►

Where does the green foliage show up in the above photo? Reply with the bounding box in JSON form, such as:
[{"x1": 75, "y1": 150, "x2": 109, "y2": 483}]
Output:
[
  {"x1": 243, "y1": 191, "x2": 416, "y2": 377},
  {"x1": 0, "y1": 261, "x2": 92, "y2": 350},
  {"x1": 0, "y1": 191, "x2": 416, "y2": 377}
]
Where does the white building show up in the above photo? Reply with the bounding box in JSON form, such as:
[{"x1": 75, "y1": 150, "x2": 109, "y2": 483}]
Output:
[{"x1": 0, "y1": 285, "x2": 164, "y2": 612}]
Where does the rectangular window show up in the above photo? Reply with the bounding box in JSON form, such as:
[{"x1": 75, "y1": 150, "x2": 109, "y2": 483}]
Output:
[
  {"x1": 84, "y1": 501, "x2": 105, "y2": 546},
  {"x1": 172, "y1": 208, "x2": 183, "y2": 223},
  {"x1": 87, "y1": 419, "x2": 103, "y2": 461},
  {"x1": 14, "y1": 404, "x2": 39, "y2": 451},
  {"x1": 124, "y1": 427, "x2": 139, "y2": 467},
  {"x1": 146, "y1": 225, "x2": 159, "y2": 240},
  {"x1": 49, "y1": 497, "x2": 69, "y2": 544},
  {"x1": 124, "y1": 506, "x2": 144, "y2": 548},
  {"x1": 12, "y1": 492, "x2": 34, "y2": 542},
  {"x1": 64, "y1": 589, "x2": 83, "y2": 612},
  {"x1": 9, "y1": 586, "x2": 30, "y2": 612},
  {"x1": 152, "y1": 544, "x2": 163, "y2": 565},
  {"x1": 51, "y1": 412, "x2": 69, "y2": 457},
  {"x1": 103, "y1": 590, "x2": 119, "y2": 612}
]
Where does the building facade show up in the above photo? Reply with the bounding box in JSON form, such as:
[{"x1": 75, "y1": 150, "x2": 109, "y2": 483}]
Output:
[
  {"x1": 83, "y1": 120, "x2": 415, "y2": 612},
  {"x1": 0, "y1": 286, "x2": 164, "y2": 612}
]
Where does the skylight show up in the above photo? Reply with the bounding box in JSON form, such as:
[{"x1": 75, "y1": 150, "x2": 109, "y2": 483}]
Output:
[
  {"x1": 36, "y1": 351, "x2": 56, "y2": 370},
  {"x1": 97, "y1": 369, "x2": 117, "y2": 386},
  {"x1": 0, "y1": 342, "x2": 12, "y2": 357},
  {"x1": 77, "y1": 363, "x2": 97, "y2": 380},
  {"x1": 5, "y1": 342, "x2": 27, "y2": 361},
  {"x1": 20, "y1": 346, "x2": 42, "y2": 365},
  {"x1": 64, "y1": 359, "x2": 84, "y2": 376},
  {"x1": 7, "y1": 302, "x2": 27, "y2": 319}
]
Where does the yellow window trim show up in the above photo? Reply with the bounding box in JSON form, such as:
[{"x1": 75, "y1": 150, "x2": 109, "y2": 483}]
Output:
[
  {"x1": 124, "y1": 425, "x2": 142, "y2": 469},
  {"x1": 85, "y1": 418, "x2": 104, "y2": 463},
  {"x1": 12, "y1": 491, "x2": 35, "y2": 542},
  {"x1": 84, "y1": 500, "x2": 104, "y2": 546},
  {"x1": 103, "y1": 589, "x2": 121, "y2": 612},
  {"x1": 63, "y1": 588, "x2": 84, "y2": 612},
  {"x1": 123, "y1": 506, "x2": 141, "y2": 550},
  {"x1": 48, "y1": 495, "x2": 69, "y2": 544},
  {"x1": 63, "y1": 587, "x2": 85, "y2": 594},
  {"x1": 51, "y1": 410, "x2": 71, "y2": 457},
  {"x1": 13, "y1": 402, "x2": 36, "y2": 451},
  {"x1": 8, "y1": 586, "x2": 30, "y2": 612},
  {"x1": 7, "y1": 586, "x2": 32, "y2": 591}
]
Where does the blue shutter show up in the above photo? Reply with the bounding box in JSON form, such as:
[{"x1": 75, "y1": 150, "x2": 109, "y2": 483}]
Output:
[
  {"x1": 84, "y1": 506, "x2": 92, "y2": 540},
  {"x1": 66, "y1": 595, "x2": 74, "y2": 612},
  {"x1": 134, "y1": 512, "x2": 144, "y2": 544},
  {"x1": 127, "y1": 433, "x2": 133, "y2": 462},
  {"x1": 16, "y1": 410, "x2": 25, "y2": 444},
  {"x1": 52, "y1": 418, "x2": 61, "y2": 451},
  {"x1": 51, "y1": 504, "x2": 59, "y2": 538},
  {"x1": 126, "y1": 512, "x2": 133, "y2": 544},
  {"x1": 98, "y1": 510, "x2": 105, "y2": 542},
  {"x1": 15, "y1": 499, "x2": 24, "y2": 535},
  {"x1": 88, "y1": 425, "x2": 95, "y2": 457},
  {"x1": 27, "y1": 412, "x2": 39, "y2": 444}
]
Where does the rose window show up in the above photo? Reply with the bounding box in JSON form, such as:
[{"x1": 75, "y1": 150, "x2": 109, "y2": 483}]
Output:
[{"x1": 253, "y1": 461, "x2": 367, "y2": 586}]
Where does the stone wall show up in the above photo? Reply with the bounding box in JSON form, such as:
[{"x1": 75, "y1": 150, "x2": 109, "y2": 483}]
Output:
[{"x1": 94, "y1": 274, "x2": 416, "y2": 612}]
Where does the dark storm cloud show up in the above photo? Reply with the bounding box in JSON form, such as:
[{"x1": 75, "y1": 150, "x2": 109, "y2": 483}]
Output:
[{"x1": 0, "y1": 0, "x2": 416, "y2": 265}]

◄

Render every line of the entries above as a JSON array of strings, with one string per line and blank lines omitted.

[
  "Where does the green foliage show up in the above photo? Reply with the bounding box in JSON form, such as:",
  "[{\"x1\": 75, \"y1\": 150, \"x2\": 109, \"y2\": 483}]",
  "Output:",
  "[",
  "  {\"x1\": 243, \"y1\": 191, \"x2\": 416, \"y2\": 377},",
  "  {\"x1\": 0, \"y1\": 261, \"x2\": 92, \"y2\": 350},",
  "  {\"x1\": 0, \"y1\": 191, \"x2\": 416, \"y2\": 377}",
  "]",
  "Where does the white building show up in the above photo? Reply with the bounding box in JSON form, such as:",
  "[{\"x1\": 75, \"y1\": 150, \"x2\": 109, \"y2\": 483}]",
  "Output:",
  "[{\"x1\": 0, \"y1\": 285, \"x2\": 164, \"y2\": 612}]",
  "Where does the rectangular window show up in the above photo? Reply with the bounding box in JSON form, such as:",
  "[{\"x1\": 75, \"y1\": 150, \"x2\": 109, \"y2\": 483}]",
  "Output:",
  "[",
  "  {\"x1\": 84, \"y1\": 501, \"x2\": 105, \"y2\": 546},",
  "  {\"x1\": 172, \"y1\": 208, \"x2\": 183, \"y2\": 223},",
  "  {\"x1\": 87, \"y1\": 419, \"x2\": 103, \"y2\": 461},",
  "  {\"x1\": 14, \"y1\": 404, \"x2\": 39, \"y2\": 451},",
  "  {\"x1\": 124, \"y1\": 427, \"x2\": 139, \"y2\": 467},",
  "  {\"x1\": 146, \"y1\": 225, \"x2\": 159, \"y2\": 240},",
  "  {\"x1\": 49, \"y1\": 497, \"x2\": 69, \"y2\": 544},",
  "  {\"x1\": 124, \"y1\": 506, \"x2\": 144, \"y2\": 548},",
  "  {\"x1\": 12, \"y1\": 492, \"x2\": 34, \"y2\": 542},",
  "  {\"x1\": 64, \"y1\": 589, \"x2\": 83, \"y2\": 612},",
  "  {\"x1\": 9, \"y1\": 586, \"x2\": 30, \"y2\": 612},",
  "  {\"x1\": 152, \"y1\": 544, \"x2\": 163, \"y2\": 565},",
  "  {\"x1\": 51, \"y1\": 412, \"x2\": 69, \"y2\": 457},",
  "  {\"x1\": 103, \"y1\": 590, \"x2\": 119, \"y2\": 612}",
  "]",
  "Where does the building facade show up in the above photo? Reply with the bounding box in JSON form, such as:",
  "[{\"x1\": 75, \"y1\": 150, \"x2\": 109, \"y2\": 483}]",
  "Output:",
  "[",
  "  {\"x1\": 83, \"y1\": 120, \"x2\": 415, \"y2\": 612},",
  "  {\"x1\": 0, \"y1\": 286, \"x2\": 164, \"y2\": 612}",
  "]",
  "Where does the skylight show up in the above photo? Reply with the bounding box in JSON form, such as:",
  "[{\"x1\": 75, \"y1\": 150, \"x2\": 109, \"y2\": 483}]",
  "Output:",
  "[",
  "  {\"x1\": 36, \"y1\": 351, \"x2\": 56, \"y2\": 370},",
  "  {\"x1\": 97, \"y1\": 369, \"x2\": 117, \"y2\": 386},",
  "  {\"x1\": 0, \"y1\": 342, \"x2\": 12, \"y2\": 357},",
  "  {\"x1\": 77, \"y1\": 363, \"x2\": 97, \"y2\": 380},",
  "  {\"x1\": 5, \"y1\": 342, \"x2\": 27, \"y2\": 361},",
  "  {\"x1\": 20, \"y1\": 346, \"x2\": 42, \"y2\": 365},",
  "  {\"x1\": 64, \"y1\": 359, \"x2\": 84, \"y2\": 376},",
  "  {\"x1\": 7, \"y1\": 302, \"x2\": 27, \"y2\": 319}",
  "]",
  "Where does the yellow window trim show up in the above photo? Reply with the bounding box in JSON form, such as:",
  "[{\"x1\": 75, \"y1\": 150, \"x2\": 109, \"y2\": 483}]",
  "Output:",
  "[",
  "  {\"x1\": 124, \"y1\": 425, \"x2\": 142, \"y2\": 469},",
  "  {\"x1\": 85, \"y1\": 418, \"x2\": 104, \"y2\": 463},",
  "  {\"x1\": 12, \"y1\": 491, \"x2\": 35, \"y2\": 542},",
  "  {\"x1\": 84, \"y1\": 500, \"x2\": 104, \"y2\": 546},",
  "  {\"x1\": 103, \"y1\": 589, \"x2\": 121, \"y2\": 612},",
  "  {\"x1\": 63, \"y1\": 588, \"x2\": 84, \"y2\": 612},",
  "  {\"x1\": 123, \"y1\": 506, \"x2\": 141, \"y2\": 550},",
  "  {\"x1\": 48, \"y1\": 495, \"x2\": 69, \"y2\": 544},",
  "  {\"x1\": 63, \"y1\": 587, \"x2\": 85, \"y2\": 594},",
  "  {\"x1\": 51, \"y1\": 410, \"x2\": 71, \"y2\": 457},",
  "  {\"x1\": 13, \"y1\": 402, \"x2\": 36, \"y2\": 451},",
  "  {\"x1\": 8, \"y1\": 586, \"x2\": 30, \"y2\": 612},",
  "  {\"x1\": 7, \"y1\": 586, \"x2\": 32, \"y2\": 591}",
  "]",
  "Where does the blue shutter show up in the above photo? Reply with the bounding box in JSON form, such as:",
  "[{\"x1\": 75, \"y1\": 150, \"x2\": 109, \"y2\": 483}]",
  "Output:",
  "[",
  "  {\"x1\": 84, \"y1\": 506, \"x2\": 92, \"y2\": 540},",
  "  {\"x1\": 66, \"y1\": 595, \"x2\": 74, \"y2\": 612},",
  "  {\"x1\": 134, \"y1\": 512, \"x2\": 144, \"y2\": 544},",
  "  {\"x1\": 127, \"y1\": 433, \"x2\": 133, \"y2\": 462},",
  "  {\"x1\": 16, \"y1\": 410, \"x2\": 25, \"y2\": 444},",
  "  {\"x1\": 52, \"y1\": 418, \"x2\": 61, \"y2\": 451},",
  "  {\"x1\": 51, \"y1\": 504, \"x2\": 59, \"y2\": 538},",
  "  {\"x1\": 126, \"y1\": 512, \"x2\": 133, \"y2\": 544},",
  "  {\"x1\": 98, \"y1\": 510, \"x2\": 105, \"y2\": 542},",
  "  {\"x1\": 15, \"y1\": 499, \"x2\": 24, \"y2\": 535},",
  "  {\"x1\": 88, \"y1\": 425, \"x2\": 95, \"y2\": 457},",
  "  {\"x1\": 27, \"y1\": 412, \"x2\": 39, \"y2\": 444}",
  "]",
  "Where does the rose window show up in the above photo? Reply with the bounding box in JSON form, such as:",
  "[{\"x1\": 75, \"y1\": 150, \"x2\": 109, \"y2\": 483}]",
  "Output:",
  "[{\"x1\": 253, \"y1\": 461, \"x2\": 367, \"y2\": 586}]",
  "Where does the stone wall show up in the above photo? Reply with the bounding box in JSON form, such as:",
  "[{\"x1\": 75, \"y1\": 150, \"x2\": 109, \"y2\": 483}]",
  "Output:",
  "[{\"x1\": 94, \"y1\": 274, \"x2\": 416, \"y2\": 612}]",
  "Where does the dark storm cloud show up in the above photo? Reply with the bounding box in JSON form, such as:",
  "[{\"x1\": 75, \"y1\": 150, \"x2\": 109, \"y2\": 483}]",
  "Output:",
  "[{\"x1\": 0, \"y1\": 0, \"x2\": 416, \"y2\": 265}]"
]